> [Assigned task] Reproduce each record in the listing below exactly as written.

> [Materials provided]
*** Block opens ***
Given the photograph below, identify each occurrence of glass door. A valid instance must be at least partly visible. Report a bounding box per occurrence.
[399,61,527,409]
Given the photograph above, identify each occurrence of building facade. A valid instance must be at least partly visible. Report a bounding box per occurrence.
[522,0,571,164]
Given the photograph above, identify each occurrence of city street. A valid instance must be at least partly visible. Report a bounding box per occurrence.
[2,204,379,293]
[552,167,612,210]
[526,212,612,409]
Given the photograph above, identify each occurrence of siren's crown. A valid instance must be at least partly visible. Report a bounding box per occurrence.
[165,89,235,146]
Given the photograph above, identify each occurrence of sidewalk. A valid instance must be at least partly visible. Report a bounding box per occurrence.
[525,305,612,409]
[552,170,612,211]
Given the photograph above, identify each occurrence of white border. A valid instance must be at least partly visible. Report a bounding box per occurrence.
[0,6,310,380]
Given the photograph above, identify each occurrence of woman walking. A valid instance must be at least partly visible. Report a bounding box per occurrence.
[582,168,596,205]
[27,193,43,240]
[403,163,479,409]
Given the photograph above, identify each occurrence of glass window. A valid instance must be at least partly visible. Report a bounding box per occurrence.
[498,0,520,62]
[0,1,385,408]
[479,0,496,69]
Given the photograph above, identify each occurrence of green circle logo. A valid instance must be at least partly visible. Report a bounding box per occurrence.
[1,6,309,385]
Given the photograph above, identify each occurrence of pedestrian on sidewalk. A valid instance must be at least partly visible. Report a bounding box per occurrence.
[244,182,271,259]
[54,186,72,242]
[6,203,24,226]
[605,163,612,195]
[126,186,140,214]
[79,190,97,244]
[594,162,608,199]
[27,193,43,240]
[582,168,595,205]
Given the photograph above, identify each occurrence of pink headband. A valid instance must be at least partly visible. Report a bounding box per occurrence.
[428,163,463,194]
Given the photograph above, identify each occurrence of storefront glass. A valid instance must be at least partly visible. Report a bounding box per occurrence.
*** Block closes ***
> [Result of the task]
Given the photograph below, identify each occurrence of glass door. A valid instance must be at least partly visible. Report a bounding box per occurrence.
[399,61,527,409]
Given the photograph above, identify each occurrence of building facade. A valid instance must be at least partly visible. Report a bounding box per occurrence.
[522,0,571,164]
Given the photograph above, identify each occurrence of city street. A valid instance must be at least partly visible. Report a bounding box per occurrence.
[2,204,379,293]
[552,167,612,210]
[526,212,612,409]
Given the photograph above, identify each occurrence of siren's crown. A valid instance must be at least partly visible. Report a bounding box per occurrence.
[165,89,235,146]
Given the photograph above, identify each occurrence of sidewalk. A valid instance must be at least partly visible. Report a bounding box per occurrence.
[525,305,612,409]
[552,170,612,211]
Given the photograph above, identify each occurrence of white border. A valid instance must be at least partly visible. Report a bounding box per occurrence.
[0,6,310,380]
Given the photograph above, identify each occurrence of woman walking. A valid instance must be at least partly visible. Report a bounding box per occurrence.
[582,168,596,205]
[27,193,43,240]
[403,163,479,409]
Given the photograph above, identify each occurrence of glass window. A valid instance must be at least partly visible. Report a bounding box per occurrence.
[498,0,520,62]
[0,1,385,408]
[479,0,496,69]
Given the photograph above, identify each occurrence of green circle logo. A valid instance must be at least partly visible. Report a bounding box per occurrence.
[1,6,309,385]
Given the photograph above, identify each occurrence of pedestrian on sidewalk. A valid instance must be at least partly visible. Report a bounding box per occurrence.
[244,182,271,259]
[54,186,72,242]
[6,203,24,226]
[605,163,612,195]
[126,186,140,214]
[79,190,97,244]
[594,162,608,199]
[27,193,43,240]
[582,168,595,205]
Given the photograph above, identify each occurrence of pink headband. A valid instance must be at least partly visible. Report a bounding box per occurrence.
[428,163,463,194]
Given the photograph above, identify each occurrence of storefront glass. A valid instance must be at least partly visible. Report a bounding box per occurrence.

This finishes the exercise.